Anna Andreïevna Gorenko, qui deviendra célèbre sous son nom de plume, naît à Odessa (alors dans l’empire russe, aujourd’hui en Ukraine), le 23 juin 1889. Issue d’une famille aisée, Anna poursuit des études en droit qu’elle abandonne rapidement afin de se consacrer à des études littéraires. La littérature et la poésie sont des passions qu’elle entretient depuis l’enfance. De ces premiers poèmes, qu’elle commence à écrire dès l’âge de 11 ans et dont certains seront publiés alors qu’elle est à peine sortie de l’adolescence, il ne reste rien. C’est à cette époque qu’elle prend pour pseudonyme le nom de famille de sa grand-mère, Akhmatova — son père estimant qu’une telle activité nuit à la respectabilité de sa famille.
En 1903, elle fait la rencontre d’un jeune poète, Nikolaï Goumilev, qui l’encourage à persévérer et lui fait une cour assidue. Goumilev est à l’origine de l’acméisme (du grec: pointe, apogée), un mouvement poétique russe très influent dans les années 1910. À l’opposé du symbolisme, l’acméisme cherche à se rendre accessible en préconisant un langage simple et en célébrant la dimension poétique du quotidien. Anna finit par l’épouser en 1910. Le couple aura un fils, Lev Goumilev, qui deviendra ethnologue et sera l’un des historiens russes les plus influents du XXe siècle. C’est au cours de son voyage de noces qu’Anna fait la connaissance du peintre Modigliani, qui fera d’elle plusieurs portraits.
Stimulée par le foisonnement d’idées nouvelles, alors que se prépare la révolution russe, Anne est à la recherche de nouvelles techniques d’écriture. Elle puise son inspiration chez Pouchkine, Verlaine et le jeune Maïakovski. Le soir, son premier recueil de poèmes, publié en 1912, connaît un grand succès et fait d’elle une célébrité. Elle se lie d’amitié avec de nombreux artistes et entretient des liaisons avec certains d’entre eux.
C’est cependant au cours d’une période plus sombre de sa vie qu’Anna Akhmatova développe son propre style, une économie de mots et d’émotion, qui pourtant traduit une réalité difficile. Cette période qui suit la révolution de 1917 est d’autant plus dure pour celle qui incarne, aux yeux du pouvoir, la bourgeoisie et ses préoccupations frivoles.
Une voix me vint. Elle appelait, consolante.
Elle disait: « Viens ici,
Laisse ton pays sourd et pécheur
Laisse la Russie pour toujours.
Je laverai le sang de tes mains
J’enlèverai de ton cœur la honte noire
Je couvrirai d’un nom nouveau
La douleur des défaites et des humiliations.

▸ **Données**
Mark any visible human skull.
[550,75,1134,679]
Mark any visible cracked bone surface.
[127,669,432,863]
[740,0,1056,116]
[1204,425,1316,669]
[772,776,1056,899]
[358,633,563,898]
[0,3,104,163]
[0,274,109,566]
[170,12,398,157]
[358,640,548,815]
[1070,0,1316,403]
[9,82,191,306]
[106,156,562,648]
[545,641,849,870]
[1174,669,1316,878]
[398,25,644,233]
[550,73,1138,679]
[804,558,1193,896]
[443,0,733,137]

▸ **Consigne 1**
Résumez en deux phrases le texte sur Anna Akhmatova.
▸ **Consigne 2**
Poursuivez le texte sur Anna Akhmatova à partir du dernier vers cité.

▸ **Réponse 1**
Née à Odessa en 1889, Anna Andreïevna Gorenko écrit des poèmes dès l'âge de 11 ans, prend le pseudonyme d'Akhmatova et épouse en 1910 Nikolaï Goumilev, le poète à l'origine de l'acméisme. Son premier recueil, Le soir, publié en 1912, fait d'elle une célébrité, mais c'est dans la période sombre qui suit la révolution de 1917 qu'elle développe son propre style, fondé sur une économie de mots et d'émotion.

▸ **Réponse 2**
Mais, indifférente et tranquille
De mes deux mains, je me suis bouché les oreilles
Pour que ce discours indigne
Ne souille pas mon esprit endeuillé.► in Celle qui est restée, 1917
Victime des purges sous le régime stalinien, Goumilev, dont elle a divorcé quelques années plus tôt, est exécuté en 1921. Malgré la censure, les privations et les déportations de son fils et d’un de ses amants, Nikolay Pounine, Anna choisit de ne pas quitter son pays et de témoigner de la difficulté de vivre et d’écrire sous le stalinisme. Interdite de publication, elle traduit des œuvres étrangères pour survivre. De ces années sombres sont nées des œuvres parmi les plus marquantes comme Requiem (écrit de 1935 à 1940) et Poème sans héros (écrit de 1940 à 1965).
La deuxième guerre mondiale, qui encourage la diffusion d’œuvres à caractère patriotique, permet à Anna de retrouver, quelque peu, une vie professionnelle. Certains de ces poèmes et témoignages, notamment, le siège de Léningrad, sont à nouveau publiés. Cependant, dès la fin de la guerre, elle est radiée de l’Union des écrivains soviétiques en raison de son manque d’engagement politique et de ses écrits érotiques. Ses œuvres reprennent alors le chemin de la clandestinité. Anna ira même jusqu’à rédiger des poèmes à la gloire de Staline, en 1950, afin d’obtenir la libération de son fils qui avait été sorti du goulag pour aller faire la guerre, puis arrêté et condamné aux travaux forcés quelques années après.
Ce n’est qu’après la mort de Staline, en 1953, qu’Anna Akhmatova est réhabilitée. Elle travaille à la publication de plusieurs poèmes qui ont été composés quelques années plus tôt afin de rendre hommage aux victimes du stalinisme. Ces publications sont censurées ou tout simplement interdites, comme Requiem.
En 1964, elle est autorisée à sortir d’URSS pour recevoir un prix de poésie, à Taormine, en Italie. La même année, l’université d’Oxford la fait docteur honoris causa. Emportée par une crise cardiaque à l’âge de 76 ans, le 5 mars 1966, elle n’aura pas vu la publication intégrale de son oeuvre, en 1986, à Moscou.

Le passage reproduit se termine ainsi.